==== Dokument ====
Geschrieben von Tobias Ellenberger | 13. Oktober 2025

Wie kündigt man einen Text an, der zum Nachdenken anregen soll? Vielleicht siehst du beim Lesen Bilder, die nicht sofort angenehm sind, so wie ein Fluss, der klar zurückspiegelt, was am Ufer steht. Spiegelbilder können schön und zugleich schonungslos sein. Vielleicht löst der Beitrag sogar ein wenig Frust aus. Aber gerade das kann ein Impuls sein, um innezuhalten und neu zu reflektieren.

In diesem Sinne lade ich dich ein: Lies diesen Beitrag mit offener Haltung und prüfe, welche Gedanken dich dabei begleiten.

Beobachtungen aus der Praxis

Neulich beim Mittagessen mit einem befreundeten Manager, nennen wir ihn hier «M.». Er arbeitet in einem der grössten IT-Konzerne der Welt. Strategisch erfahren, global eingebunden, aber auch spürbar ernüchtert.

Nicht, weil er als Manager die Herausforderungen der globalisierten Welt nicht versteht. Sondern weil das System, in dem er arbeitet, sich manchmal von Logik und Sinn entfernt.

Ein Beispiel: In seiner Firma wurde entschieden, dass künftig jede Führungskraft exakt 20 Direct Reports haben soll. Nicht als Orientierung, sondern als fixe Vorgabe. Also, mal kurz nachdenken. Wenn jede Führungskraft exakt 20 Direct Reports haben muss, dann hat das ja direkte Konsequenzen auf (womöglich alle) bestehenden Teams und Führungskräfte. 

Das Resultat: Teams werden neu geschnitten, Rollen verändert, Einheiten ohne inhaltliche Verbindung geschaffen. Im Vordergrund stehen nicht Themen wie Kundenmehrwert, Optimierung des Flows, Verbesserung der Zusammenarbeit, Optimierung der Qualität, Erschliessung neuer Märkte oder die Lancierung neuer Produkte. Im Vordergrund steht die Optimierung einer arbiträren Zahl, die Erfüllung einer Kennzahl.
==== Datenauszug ====
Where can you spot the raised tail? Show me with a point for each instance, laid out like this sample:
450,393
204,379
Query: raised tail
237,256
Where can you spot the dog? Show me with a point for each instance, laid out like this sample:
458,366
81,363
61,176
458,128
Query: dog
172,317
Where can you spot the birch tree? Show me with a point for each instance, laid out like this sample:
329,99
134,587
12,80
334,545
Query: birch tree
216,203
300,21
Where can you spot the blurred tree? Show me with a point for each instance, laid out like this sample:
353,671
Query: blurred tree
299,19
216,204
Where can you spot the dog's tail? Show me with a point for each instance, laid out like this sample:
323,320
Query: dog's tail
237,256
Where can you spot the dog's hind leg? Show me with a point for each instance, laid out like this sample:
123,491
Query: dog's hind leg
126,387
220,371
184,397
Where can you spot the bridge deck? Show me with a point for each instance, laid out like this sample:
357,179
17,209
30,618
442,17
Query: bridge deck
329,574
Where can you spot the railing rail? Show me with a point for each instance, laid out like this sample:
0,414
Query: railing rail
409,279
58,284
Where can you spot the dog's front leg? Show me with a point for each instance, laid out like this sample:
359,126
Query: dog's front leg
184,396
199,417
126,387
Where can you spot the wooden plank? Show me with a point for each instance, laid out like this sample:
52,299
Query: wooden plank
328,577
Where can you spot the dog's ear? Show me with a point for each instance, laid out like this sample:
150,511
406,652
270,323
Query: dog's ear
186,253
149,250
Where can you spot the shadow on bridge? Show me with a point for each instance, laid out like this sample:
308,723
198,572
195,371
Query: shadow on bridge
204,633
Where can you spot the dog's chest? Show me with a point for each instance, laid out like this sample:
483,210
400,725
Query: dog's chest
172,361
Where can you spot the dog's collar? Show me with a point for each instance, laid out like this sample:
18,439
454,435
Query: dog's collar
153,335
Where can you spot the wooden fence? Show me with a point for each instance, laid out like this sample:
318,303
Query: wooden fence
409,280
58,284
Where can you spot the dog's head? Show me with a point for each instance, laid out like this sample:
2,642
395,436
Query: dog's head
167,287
====
Aufgabe A - Zieh aus den Datensätzen jede Zeile heraus, in der die Zeichenfolge „fence“ vorkommt.
Aufgabe B - Schreib den Beitrag über die fixe Vorgabe von 20 Direct Reports im IT-Konzern im Anschluss an seinen letzten Satz weiter.

Erwartete Ausgabe A -
Where can you spot the wooden fence? Show me with a point for each instance, laid out like this sample:
Query: wooden fence

Erwartete Ausgabe B -
Dieses Beispiel ist zugespitzt und doch berichten uns viele Führungskräfte von ähnlichen Erfahrungen. KPIs, die Orientierung geben sollen, werden zum Selbstzweck. Agile Methoden werden eingeführt, aber Entscheidungswege und Führungsbilder bleiben unverändert. Neue Tools werden eingeführt, ohne prozessualen Kontext. Die Beispiele sind vielfältig und nicht selten entsteht dabei Frust und oder Resignation.

Warum geschieht das?

Die Frage ist berechtigt: Warum handeln Menschen und Organisationen so?

Zunächst ganz grundsätzlich zu unserer Haltung. Wir sind der Meinung, dass das Verhalten von Teams sich immer nach den Verhältnissen richtet. Konsequenterweise bedeutet das auch, dass Führungskräfte sich nach den gegebene Verhältnissen richten. Je flacher eine gegebene Hierarchie ist, desto schneller werden Missstände aufgrund "ungeschickter Verhältnisse" sichtbar und können durch die Führung korrigiert werden. 

Gibt es aufgrund der Grösse einer Organisation eine Pyramide von hierarchisch abgegrenzten Führungspositionen, sind die Auswirkungen "ungeschickter Verhältnisse" oft nicht direkt sichtbar. Wie Niklas in seinem Beitrag zu Flow- versus Ressource-Effizienz treffend schreibt, kann es mit genügend Distanz zur effektiven Arbeit auf einmal sehr sinnvoll wirken, Ressourcen möglichst maximal auszulasten. Verhältnisse sind also der Schlüssel für "ungeschickte Verhältnisse". Nicht hinschauen (wollen) hat dann mit persönlicher Haltung zu tun. Aber auch hier wollen wir nicht zu streng sein. Ungeschickte Verhältnisse haben in ihrer Natur, dass sie oft Ressourcen-Optimiert sind, also möglichst alle, inkl. den Führungskräften, maximal auslasten und dann ist der Blick auf "ungeschickte Verhältnisse" ein wahrer Kraftakt.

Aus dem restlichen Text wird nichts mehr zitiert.